Exercise aim >> Only the count should appear in your answer: how many lines of the data below contain the word "surface"?

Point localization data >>

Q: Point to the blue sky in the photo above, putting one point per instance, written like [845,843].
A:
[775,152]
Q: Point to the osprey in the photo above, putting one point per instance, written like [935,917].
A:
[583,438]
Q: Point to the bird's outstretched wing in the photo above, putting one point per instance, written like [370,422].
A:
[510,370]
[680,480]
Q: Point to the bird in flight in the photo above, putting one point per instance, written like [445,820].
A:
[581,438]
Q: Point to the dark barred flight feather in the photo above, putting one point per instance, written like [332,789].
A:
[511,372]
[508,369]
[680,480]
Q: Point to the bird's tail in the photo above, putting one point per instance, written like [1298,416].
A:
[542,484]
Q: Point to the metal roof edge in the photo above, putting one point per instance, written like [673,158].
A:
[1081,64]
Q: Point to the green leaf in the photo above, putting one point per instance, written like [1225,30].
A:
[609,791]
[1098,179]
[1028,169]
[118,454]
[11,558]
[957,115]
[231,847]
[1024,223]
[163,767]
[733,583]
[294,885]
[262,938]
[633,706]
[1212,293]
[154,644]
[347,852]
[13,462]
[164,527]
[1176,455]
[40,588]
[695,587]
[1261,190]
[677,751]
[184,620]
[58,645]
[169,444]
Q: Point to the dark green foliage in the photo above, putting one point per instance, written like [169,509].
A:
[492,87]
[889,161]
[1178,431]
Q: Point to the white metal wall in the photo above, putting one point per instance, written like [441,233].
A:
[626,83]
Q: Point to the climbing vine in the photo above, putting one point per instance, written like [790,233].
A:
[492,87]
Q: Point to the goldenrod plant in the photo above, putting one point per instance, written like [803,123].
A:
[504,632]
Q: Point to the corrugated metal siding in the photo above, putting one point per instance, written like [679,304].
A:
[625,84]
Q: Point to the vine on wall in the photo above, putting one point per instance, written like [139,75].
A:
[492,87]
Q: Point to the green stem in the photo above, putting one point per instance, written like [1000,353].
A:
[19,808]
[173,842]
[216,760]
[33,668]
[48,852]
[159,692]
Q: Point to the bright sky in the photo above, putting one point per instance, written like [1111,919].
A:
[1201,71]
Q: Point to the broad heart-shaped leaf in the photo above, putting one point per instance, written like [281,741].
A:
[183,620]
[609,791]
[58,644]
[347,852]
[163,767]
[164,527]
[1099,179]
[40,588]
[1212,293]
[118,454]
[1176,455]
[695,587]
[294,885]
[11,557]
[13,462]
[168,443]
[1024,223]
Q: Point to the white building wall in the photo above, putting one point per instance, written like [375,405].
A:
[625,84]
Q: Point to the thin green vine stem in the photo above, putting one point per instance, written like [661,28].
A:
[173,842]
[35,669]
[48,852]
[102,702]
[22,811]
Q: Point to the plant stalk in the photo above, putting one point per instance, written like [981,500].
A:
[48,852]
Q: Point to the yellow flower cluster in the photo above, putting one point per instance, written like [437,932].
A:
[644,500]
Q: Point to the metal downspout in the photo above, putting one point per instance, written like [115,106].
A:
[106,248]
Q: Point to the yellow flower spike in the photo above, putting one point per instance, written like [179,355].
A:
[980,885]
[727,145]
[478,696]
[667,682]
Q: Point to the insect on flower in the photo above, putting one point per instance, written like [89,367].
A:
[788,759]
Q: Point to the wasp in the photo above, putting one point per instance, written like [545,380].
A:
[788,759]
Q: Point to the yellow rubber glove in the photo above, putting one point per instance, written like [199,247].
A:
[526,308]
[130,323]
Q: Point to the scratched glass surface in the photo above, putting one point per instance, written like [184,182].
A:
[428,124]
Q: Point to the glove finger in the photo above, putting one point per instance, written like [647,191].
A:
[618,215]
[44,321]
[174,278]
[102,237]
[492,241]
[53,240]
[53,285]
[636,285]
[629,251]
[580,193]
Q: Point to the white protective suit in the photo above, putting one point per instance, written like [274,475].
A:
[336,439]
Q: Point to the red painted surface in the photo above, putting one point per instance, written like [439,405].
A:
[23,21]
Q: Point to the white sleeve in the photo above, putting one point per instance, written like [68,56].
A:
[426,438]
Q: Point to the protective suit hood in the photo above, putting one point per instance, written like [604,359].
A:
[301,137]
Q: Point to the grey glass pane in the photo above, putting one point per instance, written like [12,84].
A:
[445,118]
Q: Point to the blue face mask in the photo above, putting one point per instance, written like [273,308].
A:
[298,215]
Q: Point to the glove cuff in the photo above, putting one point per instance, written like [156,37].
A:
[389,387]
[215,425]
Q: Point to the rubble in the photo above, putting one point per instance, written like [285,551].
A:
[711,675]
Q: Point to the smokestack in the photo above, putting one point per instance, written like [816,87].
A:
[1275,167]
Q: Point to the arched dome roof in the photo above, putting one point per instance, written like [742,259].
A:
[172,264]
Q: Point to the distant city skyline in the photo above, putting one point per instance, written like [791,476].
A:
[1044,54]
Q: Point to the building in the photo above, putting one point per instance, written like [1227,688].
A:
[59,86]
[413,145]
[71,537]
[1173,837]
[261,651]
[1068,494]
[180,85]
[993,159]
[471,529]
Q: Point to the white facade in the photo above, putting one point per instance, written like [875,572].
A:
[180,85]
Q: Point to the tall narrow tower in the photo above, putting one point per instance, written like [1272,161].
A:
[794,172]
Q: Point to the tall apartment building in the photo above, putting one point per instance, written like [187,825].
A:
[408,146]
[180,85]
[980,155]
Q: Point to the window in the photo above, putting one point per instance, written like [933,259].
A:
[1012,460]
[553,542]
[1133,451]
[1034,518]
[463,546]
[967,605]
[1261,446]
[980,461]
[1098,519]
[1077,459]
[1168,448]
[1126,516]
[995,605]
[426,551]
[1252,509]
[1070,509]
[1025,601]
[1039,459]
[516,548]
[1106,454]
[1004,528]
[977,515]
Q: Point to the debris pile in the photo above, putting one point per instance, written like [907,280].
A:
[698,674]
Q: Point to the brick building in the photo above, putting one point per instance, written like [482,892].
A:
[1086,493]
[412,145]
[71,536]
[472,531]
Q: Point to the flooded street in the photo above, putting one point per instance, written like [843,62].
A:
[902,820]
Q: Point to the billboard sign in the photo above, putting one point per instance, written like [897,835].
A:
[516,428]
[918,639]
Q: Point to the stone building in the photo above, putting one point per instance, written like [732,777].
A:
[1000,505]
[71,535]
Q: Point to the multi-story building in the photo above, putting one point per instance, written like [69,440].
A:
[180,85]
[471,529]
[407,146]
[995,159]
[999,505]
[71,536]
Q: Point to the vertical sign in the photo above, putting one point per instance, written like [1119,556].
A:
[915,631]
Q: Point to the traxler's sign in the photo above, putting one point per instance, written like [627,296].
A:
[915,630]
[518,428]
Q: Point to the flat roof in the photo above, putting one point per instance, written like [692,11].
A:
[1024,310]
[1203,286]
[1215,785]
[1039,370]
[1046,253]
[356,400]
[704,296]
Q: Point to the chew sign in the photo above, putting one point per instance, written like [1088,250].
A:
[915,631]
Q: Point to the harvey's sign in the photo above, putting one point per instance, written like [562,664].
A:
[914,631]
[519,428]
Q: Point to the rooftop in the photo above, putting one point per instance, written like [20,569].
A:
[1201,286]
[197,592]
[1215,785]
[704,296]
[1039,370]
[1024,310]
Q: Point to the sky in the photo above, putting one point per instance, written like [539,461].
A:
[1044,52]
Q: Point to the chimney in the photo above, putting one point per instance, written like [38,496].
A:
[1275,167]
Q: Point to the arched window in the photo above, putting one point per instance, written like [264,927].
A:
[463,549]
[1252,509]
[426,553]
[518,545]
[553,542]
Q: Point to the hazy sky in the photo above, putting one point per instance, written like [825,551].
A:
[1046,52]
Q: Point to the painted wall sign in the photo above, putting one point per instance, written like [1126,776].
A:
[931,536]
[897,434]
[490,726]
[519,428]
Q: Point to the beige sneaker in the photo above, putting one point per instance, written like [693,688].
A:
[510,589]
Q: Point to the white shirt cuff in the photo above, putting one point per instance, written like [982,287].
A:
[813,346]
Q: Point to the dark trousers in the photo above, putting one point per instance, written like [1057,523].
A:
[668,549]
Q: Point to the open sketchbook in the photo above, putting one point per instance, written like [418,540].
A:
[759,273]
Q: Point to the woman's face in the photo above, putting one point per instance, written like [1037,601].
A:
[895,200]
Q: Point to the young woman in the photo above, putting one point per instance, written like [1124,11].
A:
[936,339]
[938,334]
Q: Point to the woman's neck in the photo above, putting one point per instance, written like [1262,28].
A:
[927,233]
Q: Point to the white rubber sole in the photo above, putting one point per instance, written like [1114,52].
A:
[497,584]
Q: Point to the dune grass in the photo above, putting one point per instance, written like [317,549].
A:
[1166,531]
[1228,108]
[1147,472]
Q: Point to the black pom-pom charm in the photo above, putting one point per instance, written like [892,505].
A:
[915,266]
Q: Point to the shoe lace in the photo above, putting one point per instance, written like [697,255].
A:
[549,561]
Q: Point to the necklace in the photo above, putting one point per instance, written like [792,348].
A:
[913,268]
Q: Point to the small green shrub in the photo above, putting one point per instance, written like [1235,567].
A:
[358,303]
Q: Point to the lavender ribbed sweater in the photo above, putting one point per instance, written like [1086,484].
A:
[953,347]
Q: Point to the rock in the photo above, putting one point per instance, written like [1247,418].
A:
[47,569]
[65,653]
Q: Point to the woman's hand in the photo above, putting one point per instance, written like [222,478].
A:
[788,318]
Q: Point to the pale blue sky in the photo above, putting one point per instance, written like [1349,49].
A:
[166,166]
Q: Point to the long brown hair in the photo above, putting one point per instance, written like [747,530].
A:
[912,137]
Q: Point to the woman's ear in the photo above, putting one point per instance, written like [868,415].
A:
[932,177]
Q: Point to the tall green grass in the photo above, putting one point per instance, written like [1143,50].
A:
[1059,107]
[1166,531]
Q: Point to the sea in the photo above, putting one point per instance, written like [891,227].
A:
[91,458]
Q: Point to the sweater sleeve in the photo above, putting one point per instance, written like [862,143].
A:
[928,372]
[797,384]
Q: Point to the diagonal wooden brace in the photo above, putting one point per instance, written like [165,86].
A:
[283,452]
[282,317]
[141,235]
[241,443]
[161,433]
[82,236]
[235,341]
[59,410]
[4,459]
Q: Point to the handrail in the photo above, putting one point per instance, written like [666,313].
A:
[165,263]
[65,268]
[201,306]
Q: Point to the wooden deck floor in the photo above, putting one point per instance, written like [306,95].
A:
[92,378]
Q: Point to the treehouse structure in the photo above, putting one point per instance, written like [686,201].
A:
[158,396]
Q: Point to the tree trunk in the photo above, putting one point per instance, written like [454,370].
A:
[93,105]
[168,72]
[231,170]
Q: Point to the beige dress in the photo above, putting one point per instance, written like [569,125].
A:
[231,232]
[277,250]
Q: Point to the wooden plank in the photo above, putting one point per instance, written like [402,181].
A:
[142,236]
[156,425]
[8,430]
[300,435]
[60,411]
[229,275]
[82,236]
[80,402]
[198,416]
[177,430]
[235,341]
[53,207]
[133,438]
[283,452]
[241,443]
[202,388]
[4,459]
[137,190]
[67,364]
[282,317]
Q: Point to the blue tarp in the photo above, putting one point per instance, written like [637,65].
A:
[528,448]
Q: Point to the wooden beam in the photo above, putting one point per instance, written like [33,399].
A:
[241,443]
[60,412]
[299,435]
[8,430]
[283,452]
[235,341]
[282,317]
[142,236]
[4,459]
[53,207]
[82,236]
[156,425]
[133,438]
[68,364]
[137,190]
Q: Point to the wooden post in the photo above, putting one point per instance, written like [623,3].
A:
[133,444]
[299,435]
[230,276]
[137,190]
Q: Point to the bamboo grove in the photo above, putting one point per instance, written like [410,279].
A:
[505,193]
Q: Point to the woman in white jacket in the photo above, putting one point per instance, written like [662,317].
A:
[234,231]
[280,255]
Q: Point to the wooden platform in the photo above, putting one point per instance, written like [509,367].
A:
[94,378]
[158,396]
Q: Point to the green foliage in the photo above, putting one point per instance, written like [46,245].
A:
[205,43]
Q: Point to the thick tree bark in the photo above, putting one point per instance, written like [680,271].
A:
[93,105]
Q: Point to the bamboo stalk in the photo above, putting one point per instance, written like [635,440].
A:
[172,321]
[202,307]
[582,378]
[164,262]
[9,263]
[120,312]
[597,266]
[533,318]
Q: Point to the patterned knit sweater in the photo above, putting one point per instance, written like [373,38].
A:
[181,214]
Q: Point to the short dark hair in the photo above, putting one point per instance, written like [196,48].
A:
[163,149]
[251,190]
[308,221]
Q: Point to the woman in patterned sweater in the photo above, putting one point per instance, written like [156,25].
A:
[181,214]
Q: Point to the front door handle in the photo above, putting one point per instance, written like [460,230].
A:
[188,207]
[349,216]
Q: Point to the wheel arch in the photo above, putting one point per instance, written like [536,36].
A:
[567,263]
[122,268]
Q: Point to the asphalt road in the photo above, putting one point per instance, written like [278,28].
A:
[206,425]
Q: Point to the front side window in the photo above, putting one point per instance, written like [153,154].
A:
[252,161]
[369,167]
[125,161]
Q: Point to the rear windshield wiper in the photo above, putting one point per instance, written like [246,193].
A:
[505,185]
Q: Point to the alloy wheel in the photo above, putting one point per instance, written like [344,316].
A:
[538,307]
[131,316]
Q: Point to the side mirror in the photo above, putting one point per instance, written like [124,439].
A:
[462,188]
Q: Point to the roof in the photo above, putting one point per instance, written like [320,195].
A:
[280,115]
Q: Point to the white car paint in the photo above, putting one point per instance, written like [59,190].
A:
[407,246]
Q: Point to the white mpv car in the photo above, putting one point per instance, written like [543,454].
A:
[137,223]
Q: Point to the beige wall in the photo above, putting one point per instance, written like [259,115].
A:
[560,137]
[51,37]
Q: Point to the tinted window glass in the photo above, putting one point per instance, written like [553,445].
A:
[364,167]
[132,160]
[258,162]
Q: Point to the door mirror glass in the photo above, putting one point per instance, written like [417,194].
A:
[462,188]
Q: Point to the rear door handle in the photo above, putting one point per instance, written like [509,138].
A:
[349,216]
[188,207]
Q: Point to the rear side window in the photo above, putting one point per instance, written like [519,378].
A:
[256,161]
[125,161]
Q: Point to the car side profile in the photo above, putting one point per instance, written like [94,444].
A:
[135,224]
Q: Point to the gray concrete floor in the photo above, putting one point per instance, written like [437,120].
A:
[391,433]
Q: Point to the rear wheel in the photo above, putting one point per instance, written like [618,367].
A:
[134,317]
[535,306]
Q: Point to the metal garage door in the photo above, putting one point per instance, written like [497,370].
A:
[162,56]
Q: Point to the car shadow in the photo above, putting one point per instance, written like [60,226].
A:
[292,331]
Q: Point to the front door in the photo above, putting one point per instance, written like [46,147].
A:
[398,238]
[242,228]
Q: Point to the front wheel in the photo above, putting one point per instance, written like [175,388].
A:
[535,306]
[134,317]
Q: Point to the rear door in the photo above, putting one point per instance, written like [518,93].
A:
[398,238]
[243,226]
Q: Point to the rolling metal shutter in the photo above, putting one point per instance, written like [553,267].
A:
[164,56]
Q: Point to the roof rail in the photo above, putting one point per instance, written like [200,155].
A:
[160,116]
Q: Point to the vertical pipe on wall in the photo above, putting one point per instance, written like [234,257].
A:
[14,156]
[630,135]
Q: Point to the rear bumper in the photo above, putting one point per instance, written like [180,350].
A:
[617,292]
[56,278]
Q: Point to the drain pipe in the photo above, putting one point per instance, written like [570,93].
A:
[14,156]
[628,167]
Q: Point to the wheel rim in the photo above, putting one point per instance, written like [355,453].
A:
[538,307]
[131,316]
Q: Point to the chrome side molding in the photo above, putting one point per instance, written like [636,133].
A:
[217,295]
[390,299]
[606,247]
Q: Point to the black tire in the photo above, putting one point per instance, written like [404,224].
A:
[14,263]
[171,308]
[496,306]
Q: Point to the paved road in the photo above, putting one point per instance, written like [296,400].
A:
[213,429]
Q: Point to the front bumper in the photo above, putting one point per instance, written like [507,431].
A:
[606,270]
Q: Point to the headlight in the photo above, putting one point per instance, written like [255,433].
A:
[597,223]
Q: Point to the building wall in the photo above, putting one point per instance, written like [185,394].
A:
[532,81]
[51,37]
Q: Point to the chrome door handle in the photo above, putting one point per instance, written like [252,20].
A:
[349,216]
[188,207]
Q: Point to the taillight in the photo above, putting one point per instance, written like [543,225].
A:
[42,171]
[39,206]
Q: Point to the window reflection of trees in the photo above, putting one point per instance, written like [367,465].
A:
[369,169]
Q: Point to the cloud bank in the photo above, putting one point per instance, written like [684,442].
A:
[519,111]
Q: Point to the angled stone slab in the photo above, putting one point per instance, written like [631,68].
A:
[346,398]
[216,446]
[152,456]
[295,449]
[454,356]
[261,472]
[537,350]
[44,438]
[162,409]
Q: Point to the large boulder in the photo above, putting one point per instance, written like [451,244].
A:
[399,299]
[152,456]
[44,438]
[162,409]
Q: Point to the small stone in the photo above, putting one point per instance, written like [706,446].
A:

Completed exercise >> 2